• **Stated task A**:
Could you turn every line of the records below into a JSON list of strings, with one string per line and blank lines omitted?

• **Document excerpt**:
Postby winston » Sun Oct 19, 2008 7:07 am

Euphoria and Despair -- by Bill Kraft

The markets have certainly been on a wild ride this year. The Dow Industrials, for example, dropped 5250 points from the intra-day high in May to the intra-day low on October 10th. The Nasdaq Composite and the S&P 500 suffered similarly. Many traders and the investing public have taken a very disheartening ride. The other night on the local TV news, one station devoted a segment to the stress people have undergone as a result of this fall. Some, it was reported, had even considered suicide. We've gone from contentment to despair and then, on Monday, when the Dow jumped over 900 points, to euphoria at least for the moment.

As those of you who have been following these articles and who have read my book, "Trade Your Way to Wealth", know, I have not been an advocate of buy and hold. It is times like these that have led me to conclude that I don't want to be holding throughout a downdraft like what we have seen in recent months. I have long argued for establishing an exit strategy before ever entering a position. Unless we do have such a strategy in place, how are we going to cut our losses? Successful traders make money by cutting losses and letting profits run. Letting losses run is painful and does little to advance the ball.

I have received comments on the blog from writers who have said that the only way to make money in the markets is buy and hold. Nonsense. If a stock drops 50%, it must move up 100% just to get back to even. Why hold through a 50% drop? Various traders suggest various ways to formulate an exit strategy. Some suggest exiting on a drop of 5% or 8%, others may use a break through a trend or a price support. There are many good ways to set an exit strategy, but for me the important thing is to have one. What is the exit strategy for buy and hold?

I personally prefer exits based upon the violation of some technical line. Fundamentals can be very helpful in choosing investment candidates, but they provide little help as far as I am concerned in telling us when to enter and when to exit. A while back, a subscriber wrote that he sees no problem using fundamentals to exit; he exits when there is "a change in the fundamentals." I guess I don't know how he does that. What change in fundamentals? Is there an exit when the price goes up? That would create a change in the P/E ratio since it would get higher as the price rose and a higher P/E generally signifies a different value than a lower P/E. How about if the Treasurer of the company resigns? That is a change in fundamentals. Does that signify an exit? What if the company takes out a new loan? That is a change in fundamentals. Is that a reason to exit?

• **Extracted data**:
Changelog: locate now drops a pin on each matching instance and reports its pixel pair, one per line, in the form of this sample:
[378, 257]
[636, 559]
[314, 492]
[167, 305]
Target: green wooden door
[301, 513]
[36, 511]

• **Stated task B**:
According to the post on euphoria and despair in the markets, how far did the Dow Industrials fall between the intra-day high in May and the intra-day low on October 10th?

• **Answer A**:
[
  "Changelog: locate now drops a pin on each matching instance and reports its pixel pair, one per line, in the form of this sample:",
  "[378, 257]",
  "[636, 559]",
  "[314, 492]",
  "[167, 305]",
  "Target: green wooden door",
  "[301, 513]",
  "[36, 511]"
]

• **Answer B**:
5250 points.